Material for the task —
####
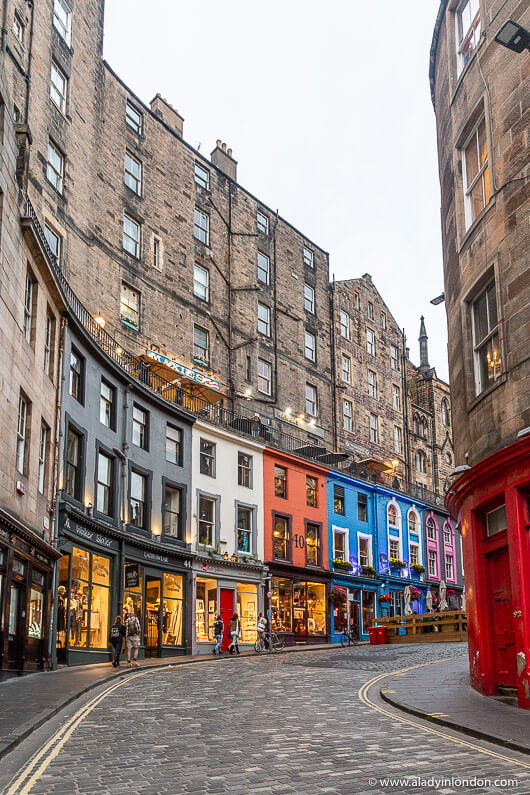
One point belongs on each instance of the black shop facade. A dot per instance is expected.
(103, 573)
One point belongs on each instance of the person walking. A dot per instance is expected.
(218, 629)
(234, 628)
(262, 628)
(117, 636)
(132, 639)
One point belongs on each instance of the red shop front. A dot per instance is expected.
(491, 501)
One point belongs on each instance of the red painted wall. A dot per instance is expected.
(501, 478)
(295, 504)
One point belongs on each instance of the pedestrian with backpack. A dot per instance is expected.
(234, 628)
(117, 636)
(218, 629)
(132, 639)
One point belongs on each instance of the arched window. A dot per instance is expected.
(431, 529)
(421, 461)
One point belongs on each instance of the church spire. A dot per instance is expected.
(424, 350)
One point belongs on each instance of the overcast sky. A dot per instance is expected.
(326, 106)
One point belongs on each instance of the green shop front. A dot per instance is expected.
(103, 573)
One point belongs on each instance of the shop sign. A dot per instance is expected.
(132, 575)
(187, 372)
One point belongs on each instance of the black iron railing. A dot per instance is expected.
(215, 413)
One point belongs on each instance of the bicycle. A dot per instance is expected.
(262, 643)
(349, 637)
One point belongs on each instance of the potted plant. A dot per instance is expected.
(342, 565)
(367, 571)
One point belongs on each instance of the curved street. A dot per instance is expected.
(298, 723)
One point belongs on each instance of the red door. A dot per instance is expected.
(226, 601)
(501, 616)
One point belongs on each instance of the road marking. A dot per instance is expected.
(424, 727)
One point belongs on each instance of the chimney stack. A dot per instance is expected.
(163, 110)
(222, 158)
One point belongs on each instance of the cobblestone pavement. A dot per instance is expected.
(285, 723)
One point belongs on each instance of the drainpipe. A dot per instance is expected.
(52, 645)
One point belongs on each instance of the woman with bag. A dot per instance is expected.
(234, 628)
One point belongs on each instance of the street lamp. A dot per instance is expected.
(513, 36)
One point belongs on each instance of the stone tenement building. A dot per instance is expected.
####
What you should do — The material above is to be set down exactly, with pictures removed.

Response area —
One point belongs on each instance of the black shop facade. A dot per instance is expected.
(103, 573)
One point belongs on each instance of the person walking. A dot per instance is expected.
(218, 629)
(234, 628)
(262, 628)
(117, 636)
(132, 639)
One point belongs on each instance of the red shop front. A dot per instance is expected.
(491, 501)
One point belongs on each instance of the red painted wall. A dot per instance is expected.
(501, 478)
(295, 504)
One point belongs on each instance of the pedestrian with backpack. A dot per instance is expected.
(234, 628)
(117, 636)
(218, 629)
(132, 639)
One point belongs on each instance of the arched window. A dot per instance is expected.
(431, 529)
(421, 461)
One point belongs on each instance of the church spire. A dot per instance is expected.
(424, 350)
One point belongs on each instance of the overcast sky. A dot per instance is expected.
(326, 106)
One point belongs on each instance of the green shop front. A dot per instance is expected.
(103, 573)
One point belongs on each instance of the shop sign. A dot per instance is expected.
(132, 575)
(187, 372)
One point belongs on each instance of the black iron railing. A dot per instance is expected.
(215, 413)
One point belongs on each instance of the bicycle. A dot per instance is expected.
(262, 643)
(349, 637)
One point belongs on each instance of the potted plant. A dot per instance is expected.
(342, 565)
(367, 571)
One point belongs on each instance of the curved street. A dot per instance is expected.
(298, 723)
One point belongs on each instance of the red door. A dot per instance is expected.
(226, 601)
(501, 616)
One point belongs on each instance of the road marking. A dot per instance is expected.
(424, 727)
One point belongs on each instance of the chimney stack. A dot per instance is expected.
(163, 110)
(222, 158)
One point belongs on each instance of the cobblestone pavement. A dot per instance is expected.
(285, 723)
One point belongs on each instance of the drainpipe. A dot per instance is expected.
(52, 645)
One point belongs on each instance of the woman with bag. A dot per instance is expected.
(234, 628)
One point belongs on each instance of the street lamp. A dot per instance is expected.
(513, 36)
One point belongs on each instance of the stone tenement building. A dot per instance is expected.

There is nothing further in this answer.